◆ WHAT THIS EXERCISE ASKS
(a) Can you summarize the ERC passage in two sentences?
(b) Could you write the next part of the ERC passage, picking up after its last sentence?

◆ DOCUMENT SECTION
- - - - -

To claim the ERC benefits, eligible employers should report their total qualified wages and related health insurance costs per quarter on their quarterly employment tax returns. For most employers, this information should be reported via Form 941. This credit will be taken against the employer’s share of Social Security tax. 

Employers can retain a certain amount of their employment taxes in anticipation of claiming the credit up to the amount of the credit without any kind of penalty. This includes:

  • Federal income tax withholding
  • Employees’  share of Social Security and Medicare taxes
  • Employer’s share of Social Security and Medicare taxes

To uncover more about eligibility for the Employer Retention Credit, watch our in-depth interview with Scott DeLuca LLP below. See how to make full use of the American Rescue Plan.

What Wages are “Qualified Wages” that are Eligible for ERC?

When it comes to the ERC, the definition of “qualified wages” is dependent on the number of employees an eligible employer has. With each new bill passed, these stipulations have changed. As of January 1, 2021, the definition of qualified wages was altered to provide the following:

Employers with More Than 500 Full-Time Employees

Per the IRS, for those who averaged over 500 full-time employees during 2019, the term qualified wages generally refers to wages paid to employees that are not providing services because operations have been fully or partially suspended or were related to the decline in gross receipts. This includes certain healthcare costs and includes as much as $10,000 per employee.

- - - - -

Records excerpted from a collection
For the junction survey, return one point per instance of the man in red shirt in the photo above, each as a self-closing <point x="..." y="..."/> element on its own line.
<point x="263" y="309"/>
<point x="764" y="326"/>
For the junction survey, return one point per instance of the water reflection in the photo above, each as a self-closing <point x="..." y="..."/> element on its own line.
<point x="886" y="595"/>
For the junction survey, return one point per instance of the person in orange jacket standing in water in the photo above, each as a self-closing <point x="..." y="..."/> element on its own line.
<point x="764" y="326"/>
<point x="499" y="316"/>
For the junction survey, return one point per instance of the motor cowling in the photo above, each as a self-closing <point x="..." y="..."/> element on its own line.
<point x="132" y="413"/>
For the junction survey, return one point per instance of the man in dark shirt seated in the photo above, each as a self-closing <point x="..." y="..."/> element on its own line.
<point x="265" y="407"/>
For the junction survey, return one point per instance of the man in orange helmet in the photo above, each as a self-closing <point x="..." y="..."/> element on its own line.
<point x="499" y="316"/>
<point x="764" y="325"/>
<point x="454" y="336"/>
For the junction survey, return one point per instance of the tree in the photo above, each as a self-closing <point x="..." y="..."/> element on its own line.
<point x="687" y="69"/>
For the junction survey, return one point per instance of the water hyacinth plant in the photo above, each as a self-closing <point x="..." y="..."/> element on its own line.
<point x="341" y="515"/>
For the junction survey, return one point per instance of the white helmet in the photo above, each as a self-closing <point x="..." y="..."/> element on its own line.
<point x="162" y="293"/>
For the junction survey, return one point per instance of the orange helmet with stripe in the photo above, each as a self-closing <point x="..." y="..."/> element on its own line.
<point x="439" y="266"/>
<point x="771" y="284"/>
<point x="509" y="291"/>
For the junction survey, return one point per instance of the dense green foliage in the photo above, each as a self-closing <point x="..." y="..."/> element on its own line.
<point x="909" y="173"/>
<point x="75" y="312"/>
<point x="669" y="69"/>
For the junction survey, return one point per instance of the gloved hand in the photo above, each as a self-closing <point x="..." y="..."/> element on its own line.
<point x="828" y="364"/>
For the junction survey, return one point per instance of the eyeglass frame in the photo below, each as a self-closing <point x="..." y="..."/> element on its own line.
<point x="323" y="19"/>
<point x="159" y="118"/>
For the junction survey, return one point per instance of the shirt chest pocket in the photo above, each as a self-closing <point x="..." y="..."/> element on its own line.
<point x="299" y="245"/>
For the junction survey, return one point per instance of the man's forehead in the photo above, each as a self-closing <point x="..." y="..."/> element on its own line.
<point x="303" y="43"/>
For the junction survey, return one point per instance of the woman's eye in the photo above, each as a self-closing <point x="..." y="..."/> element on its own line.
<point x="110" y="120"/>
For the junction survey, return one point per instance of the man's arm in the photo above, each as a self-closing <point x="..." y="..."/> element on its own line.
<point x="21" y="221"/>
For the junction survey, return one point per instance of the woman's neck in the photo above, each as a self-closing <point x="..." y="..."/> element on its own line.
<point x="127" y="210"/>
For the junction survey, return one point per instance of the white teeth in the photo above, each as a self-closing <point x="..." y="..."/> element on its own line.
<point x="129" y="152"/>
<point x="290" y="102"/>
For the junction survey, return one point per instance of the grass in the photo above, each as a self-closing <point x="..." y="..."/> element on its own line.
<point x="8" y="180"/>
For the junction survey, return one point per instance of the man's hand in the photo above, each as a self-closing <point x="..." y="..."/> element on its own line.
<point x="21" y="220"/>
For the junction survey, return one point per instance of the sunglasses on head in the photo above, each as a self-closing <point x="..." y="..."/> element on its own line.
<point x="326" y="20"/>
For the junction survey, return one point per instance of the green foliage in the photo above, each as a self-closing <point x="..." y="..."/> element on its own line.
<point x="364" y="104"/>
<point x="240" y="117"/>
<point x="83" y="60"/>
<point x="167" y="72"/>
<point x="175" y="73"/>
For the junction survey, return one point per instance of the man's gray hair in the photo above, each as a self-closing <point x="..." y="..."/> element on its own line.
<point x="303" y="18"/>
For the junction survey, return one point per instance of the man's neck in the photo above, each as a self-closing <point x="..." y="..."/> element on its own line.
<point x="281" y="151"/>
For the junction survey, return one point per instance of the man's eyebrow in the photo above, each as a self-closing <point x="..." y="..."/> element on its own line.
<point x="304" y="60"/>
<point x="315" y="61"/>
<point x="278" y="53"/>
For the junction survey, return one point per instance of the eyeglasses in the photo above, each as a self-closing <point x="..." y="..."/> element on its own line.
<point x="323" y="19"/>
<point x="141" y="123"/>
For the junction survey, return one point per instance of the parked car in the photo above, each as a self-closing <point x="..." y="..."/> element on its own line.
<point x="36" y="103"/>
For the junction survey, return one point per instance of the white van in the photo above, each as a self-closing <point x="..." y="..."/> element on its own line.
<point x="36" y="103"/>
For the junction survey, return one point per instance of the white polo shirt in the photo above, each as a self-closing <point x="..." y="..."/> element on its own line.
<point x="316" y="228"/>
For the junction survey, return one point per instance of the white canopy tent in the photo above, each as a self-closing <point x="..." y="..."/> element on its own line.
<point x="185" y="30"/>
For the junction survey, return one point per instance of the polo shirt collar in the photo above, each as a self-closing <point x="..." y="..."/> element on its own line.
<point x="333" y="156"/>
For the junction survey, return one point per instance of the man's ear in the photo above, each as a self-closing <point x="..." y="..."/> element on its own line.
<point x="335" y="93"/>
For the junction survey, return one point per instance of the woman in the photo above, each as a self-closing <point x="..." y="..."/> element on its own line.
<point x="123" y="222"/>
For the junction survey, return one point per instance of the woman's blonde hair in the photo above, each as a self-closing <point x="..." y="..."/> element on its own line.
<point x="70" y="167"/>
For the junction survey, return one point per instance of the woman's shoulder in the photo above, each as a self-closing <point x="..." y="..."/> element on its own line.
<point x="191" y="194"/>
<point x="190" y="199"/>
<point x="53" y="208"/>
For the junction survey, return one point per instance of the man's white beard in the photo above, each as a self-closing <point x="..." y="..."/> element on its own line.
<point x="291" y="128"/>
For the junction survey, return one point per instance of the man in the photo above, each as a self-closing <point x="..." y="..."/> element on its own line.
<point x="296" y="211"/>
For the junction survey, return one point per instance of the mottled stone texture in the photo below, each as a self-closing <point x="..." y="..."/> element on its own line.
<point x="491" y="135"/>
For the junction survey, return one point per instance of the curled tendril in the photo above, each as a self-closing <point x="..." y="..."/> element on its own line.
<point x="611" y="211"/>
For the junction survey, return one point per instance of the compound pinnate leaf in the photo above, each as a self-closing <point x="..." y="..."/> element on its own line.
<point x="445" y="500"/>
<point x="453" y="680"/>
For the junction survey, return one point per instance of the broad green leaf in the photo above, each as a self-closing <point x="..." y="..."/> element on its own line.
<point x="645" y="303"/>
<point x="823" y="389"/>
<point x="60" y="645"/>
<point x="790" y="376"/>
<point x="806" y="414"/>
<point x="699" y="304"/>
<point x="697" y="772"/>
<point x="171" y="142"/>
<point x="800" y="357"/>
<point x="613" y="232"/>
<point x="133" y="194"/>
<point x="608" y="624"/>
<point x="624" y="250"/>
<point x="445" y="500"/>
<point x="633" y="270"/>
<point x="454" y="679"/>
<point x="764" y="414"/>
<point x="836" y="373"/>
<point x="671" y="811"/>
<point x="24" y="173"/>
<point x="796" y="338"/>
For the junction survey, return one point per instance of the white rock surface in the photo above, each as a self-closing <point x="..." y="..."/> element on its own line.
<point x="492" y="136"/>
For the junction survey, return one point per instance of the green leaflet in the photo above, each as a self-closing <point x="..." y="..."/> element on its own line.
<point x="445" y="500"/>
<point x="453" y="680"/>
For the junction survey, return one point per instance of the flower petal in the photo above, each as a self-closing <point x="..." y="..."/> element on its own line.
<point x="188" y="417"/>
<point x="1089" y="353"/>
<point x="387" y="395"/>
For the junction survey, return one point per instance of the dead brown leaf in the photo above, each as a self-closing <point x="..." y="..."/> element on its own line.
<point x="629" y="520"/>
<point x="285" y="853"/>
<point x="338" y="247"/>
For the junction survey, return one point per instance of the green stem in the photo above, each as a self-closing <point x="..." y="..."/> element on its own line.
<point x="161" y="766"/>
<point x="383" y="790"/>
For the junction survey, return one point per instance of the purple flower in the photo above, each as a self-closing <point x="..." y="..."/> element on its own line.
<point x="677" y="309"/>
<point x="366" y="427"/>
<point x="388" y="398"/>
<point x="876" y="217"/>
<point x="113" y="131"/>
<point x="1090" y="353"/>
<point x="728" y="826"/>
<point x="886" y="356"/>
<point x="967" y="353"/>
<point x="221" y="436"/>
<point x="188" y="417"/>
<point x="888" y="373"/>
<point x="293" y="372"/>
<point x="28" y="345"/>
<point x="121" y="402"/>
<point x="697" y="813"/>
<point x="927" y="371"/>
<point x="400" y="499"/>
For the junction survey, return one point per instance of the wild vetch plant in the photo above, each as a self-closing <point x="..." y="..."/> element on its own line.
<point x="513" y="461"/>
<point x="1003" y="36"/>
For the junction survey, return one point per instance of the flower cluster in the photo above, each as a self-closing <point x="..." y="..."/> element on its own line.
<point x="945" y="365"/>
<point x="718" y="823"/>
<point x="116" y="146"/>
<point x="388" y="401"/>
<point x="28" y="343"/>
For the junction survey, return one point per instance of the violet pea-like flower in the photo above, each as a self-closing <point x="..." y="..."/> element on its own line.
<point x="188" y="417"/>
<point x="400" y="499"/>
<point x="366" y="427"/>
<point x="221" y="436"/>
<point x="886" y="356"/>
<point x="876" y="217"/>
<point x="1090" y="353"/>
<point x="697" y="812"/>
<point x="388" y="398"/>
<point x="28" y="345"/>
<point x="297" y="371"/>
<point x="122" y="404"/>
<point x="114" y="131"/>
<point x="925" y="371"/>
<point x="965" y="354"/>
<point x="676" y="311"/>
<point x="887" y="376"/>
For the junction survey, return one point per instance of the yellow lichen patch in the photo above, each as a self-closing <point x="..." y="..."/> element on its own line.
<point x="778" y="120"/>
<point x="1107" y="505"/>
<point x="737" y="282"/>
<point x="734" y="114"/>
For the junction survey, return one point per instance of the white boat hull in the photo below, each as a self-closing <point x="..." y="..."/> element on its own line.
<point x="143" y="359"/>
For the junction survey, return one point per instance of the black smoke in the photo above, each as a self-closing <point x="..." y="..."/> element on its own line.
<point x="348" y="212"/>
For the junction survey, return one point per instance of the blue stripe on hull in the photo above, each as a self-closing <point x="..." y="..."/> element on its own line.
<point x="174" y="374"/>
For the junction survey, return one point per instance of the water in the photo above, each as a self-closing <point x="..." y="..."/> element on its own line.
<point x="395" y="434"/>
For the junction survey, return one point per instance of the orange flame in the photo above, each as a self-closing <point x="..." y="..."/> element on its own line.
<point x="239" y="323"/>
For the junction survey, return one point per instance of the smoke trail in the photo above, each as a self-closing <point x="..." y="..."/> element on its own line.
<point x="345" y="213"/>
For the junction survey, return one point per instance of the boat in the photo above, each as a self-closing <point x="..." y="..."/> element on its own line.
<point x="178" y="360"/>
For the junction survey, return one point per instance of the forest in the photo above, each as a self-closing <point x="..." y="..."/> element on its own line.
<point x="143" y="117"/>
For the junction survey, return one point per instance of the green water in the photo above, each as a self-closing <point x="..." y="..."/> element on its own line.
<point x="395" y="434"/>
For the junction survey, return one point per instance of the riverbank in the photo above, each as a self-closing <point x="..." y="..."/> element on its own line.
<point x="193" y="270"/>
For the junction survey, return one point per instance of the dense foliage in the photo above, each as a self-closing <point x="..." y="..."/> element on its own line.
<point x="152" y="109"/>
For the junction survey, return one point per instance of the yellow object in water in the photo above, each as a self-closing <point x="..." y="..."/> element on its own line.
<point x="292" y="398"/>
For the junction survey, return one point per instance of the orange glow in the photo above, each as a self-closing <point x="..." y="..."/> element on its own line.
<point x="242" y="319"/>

- - - - -

◆ OUTPUTS IN ORDER
(a) Employers claim the ERC by reporting their qualified wages and related health insurance costs each quarter on their employment tax returns, usually Form 941, and they may retain certain employment taxes up to the amount of the credit without penalty. What counts as qualified wages depends on the number of employees; for employers that averaged over 500 full-time employees in 2019, it generally means wages paid to employees not providing services because operations were fully or partially suspended or were related to a decline in gross receipts, including certain healthcare costs and up to $10,000 per employee.

(b)
Employers can only count wages up to the amount the employee would have been paid for working an equivalent amount of time during the 30 days prior to the period of economic hardship.

Employers with 500 or Fewer Full-Time Employees

For employers who averaged 500 or fewer full-time employees in 2019, qualified wages generally count as the wages paid to any employee during the time that operations were fully or partially suspended or during the decline in gross receipts, whether or not employees are providing services. This also includes healthcare costs.

Who Qualifies as a Full-Time Employee?

For the purposes of the ERC, the IRS states that full-time employees who worked at least 30 hours per week or 130 hours in any calendar month in 2019—the monthly equivalent of 30 hours per week. 

For employers who were in business throughout the entire calendar year in 2019 or 2020, they can figure this total by adding the total number of full-time employees each month of that calendar year and dividing that sum by 12 to arrive at the average number of full-time employees for that year. Those who started a business in 2019, 2020, or 2021 should do the same, then divide by the total number of months they were in operation.  

It is important to note that this is different from determining the full-time equivalent for the PPP forgiveness report. 

About Qualified Health Expenses

Perhaps the biggest question that remains for many organizations is regarding what constitutes “qualified health expenses.” As it stands, the American Rescue Plan amended and extended the tax credits and the availability of advance tax credit payments to include paid sick and family leave for wages through September 30, 2021. 

The term qualified health plan expenses refers to the amount paid by eligible employers to provide and maintain a group health plan to the extent excluded from the gross income of employees. The amount of qualified health plan expenses used to determine the credits includes:

  • The portion of the cost paid by the eligible employer
  • The portion of the cost paid by the employee with pre-tax salary reduction contributions

While both contributions are included here, the qualified health plan expenses included in the ERC do not include any amount paid by employees with after-tax contributions.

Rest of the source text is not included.